WHAT NEEDS TO BE DONE: Write out the full listing exactly as it appears below.
○ ○ ○ ○ ○ ○ ○
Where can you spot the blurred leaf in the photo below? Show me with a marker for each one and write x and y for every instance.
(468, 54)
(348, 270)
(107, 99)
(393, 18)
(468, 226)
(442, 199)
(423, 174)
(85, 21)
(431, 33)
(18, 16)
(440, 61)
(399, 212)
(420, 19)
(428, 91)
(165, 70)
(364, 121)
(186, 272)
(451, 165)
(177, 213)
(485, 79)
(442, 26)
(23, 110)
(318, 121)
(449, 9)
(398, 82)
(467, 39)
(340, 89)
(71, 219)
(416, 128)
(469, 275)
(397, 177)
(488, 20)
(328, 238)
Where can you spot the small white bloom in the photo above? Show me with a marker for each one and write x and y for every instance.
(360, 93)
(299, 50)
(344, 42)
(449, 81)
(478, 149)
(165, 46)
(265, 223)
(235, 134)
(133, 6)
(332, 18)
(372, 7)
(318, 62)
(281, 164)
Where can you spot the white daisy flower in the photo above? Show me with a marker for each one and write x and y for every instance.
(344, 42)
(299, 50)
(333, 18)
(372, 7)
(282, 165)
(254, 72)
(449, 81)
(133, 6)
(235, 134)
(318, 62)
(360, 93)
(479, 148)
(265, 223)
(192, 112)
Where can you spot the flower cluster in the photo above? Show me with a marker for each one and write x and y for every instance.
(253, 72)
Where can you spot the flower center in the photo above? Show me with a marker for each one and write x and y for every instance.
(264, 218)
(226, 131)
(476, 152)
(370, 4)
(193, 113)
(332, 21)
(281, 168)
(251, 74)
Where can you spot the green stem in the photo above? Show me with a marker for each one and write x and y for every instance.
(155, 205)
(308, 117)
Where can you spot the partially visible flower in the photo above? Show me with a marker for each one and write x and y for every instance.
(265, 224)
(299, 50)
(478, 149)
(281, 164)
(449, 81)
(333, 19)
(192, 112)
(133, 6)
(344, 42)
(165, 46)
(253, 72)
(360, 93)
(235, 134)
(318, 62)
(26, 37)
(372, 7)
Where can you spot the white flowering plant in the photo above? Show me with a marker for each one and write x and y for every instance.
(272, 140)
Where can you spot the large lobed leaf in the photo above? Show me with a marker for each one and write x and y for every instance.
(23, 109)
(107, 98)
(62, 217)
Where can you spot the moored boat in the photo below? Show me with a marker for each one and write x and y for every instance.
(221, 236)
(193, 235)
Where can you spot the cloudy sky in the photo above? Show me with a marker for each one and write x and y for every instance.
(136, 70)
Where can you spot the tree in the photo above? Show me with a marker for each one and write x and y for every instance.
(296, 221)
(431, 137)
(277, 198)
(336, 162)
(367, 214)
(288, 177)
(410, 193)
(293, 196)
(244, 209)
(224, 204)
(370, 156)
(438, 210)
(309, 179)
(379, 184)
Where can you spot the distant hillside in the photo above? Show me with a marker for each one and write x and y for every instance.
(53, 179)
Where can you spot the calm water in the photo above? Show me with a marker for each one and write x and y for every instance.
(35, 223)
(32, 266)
○ ○ ○ ○ ○ ○ ○
SOLUTION FOR THIS TASK:
Where can you spot the blurred leaf in the photo below? Show me with a marker for each one and write x and y for every instance.
(468, 54)
(348, 270)
(107, 99)
(393, 18)
(468, 226)
(442, 199)
(423, 174)
(85, 21)
(431, 33)
(18, 16)
(440, 61)
(399, 212)
(420, 19)
(428, 91)
(165, 70)
(364, 121)
(186, 272)
(451, 165)
(177, 213)
(485, 79)
(442, 26)
(23, 110)
(318, 121)
(449, 9)
(398, 82)
(467, 39)
(340, 89)
(71, 219)
(416, 128)
(469, 275)
(397, 177)
(488, 20)
(328, 238)
Where can you spot the small white bloom in the photo above? Show me with a marker for each one and write x and y for every instance.
(360, 93)
(299, 50)
(344, 42)
(449, 81)
(478, 149)
(165, 46)
(265, 223)
(235, 134)
(133, 6)
(332, 18)
(372, 7)
(318, 62)
(281, 164)
Where can you spot the white daisy flower in the photo above? Show me with a marker for each one and write x and y for every instance.
(344, 42)
(299, 50)
(333, 18)
(372, 7)
(282, 165)
(254, 72)
(449, 81)
(133, 6)
(235, 134)
(318, 62)
(360, 93)
(479, 148)
(265, 223)
(192, 112)
Where can you spot the flower cluster in the photo above? Show me with a marker for each one and write x and y for every instance.
(253, 72)
Where can you spot the flower center in the photo above? Show me with a marker for each one and write x and y for every instance.
(264, 218)
(226, 131)
(476, 152)
(370, 4)
(193, 113)
(332, 21)
(281, 168)
(251, 74)
Where can you spot the green stem in the photo above? Show me with a marker for each one and write x and y for every instance.
(155, 205)
(308, 117)
Where can you spot the partially visible flower in the photo above? Show me with a marker for each one and write x and y for every instance.
(265, 224)
(299, 50)
(478, 149)
(281, 164)
(449, 81)
(333, 19)
(192, 112)
(133, 6)
(344, 42)
(165, 46)
(253, 72)
(360, 93)
(235, 134)
(318, 62)
(26, 37)
(372, 7)
Where can you spot the white flowering plant in the photo above? Show me with a marker for each one and write x and y for every instance.
(272, 140)
Where can you spot the large lobed leaf in the photo above? Show me with a marker for each one and write x and y for every instance.
(23, 109)
(107, 98)
(62, 217)
Where can you spot the moored boat in the photo below? Show me with a marker for each one and write x and y for every instance.
(221, 236)
(193, 235)
Where can you spot the cloudy sky in the photo above? Show me with a marker for each one and write x and y for every instance.
(136, 70)
Where can you spot the tree in the photo above? Show me with a marker for each one and write x and y for every instance.
(296, 221)
(431, 137)
(277, 198)
(336, 162)
(367, 214)
(288, 177)
(410, 193)
(293, 196)
(244, 209)
(224, 204)
(370, 156)
(438, 210)
(309, 179)
(379, 184)
Where can you spot the distant hillside in the photo above? Show me with a marker for each one and write x and y for every instance.
(53, 179)
Where can you spot the calm water in the photo above? Show me with a marker for each one and write x and y for every instance.
(35, 223)
(32, 266)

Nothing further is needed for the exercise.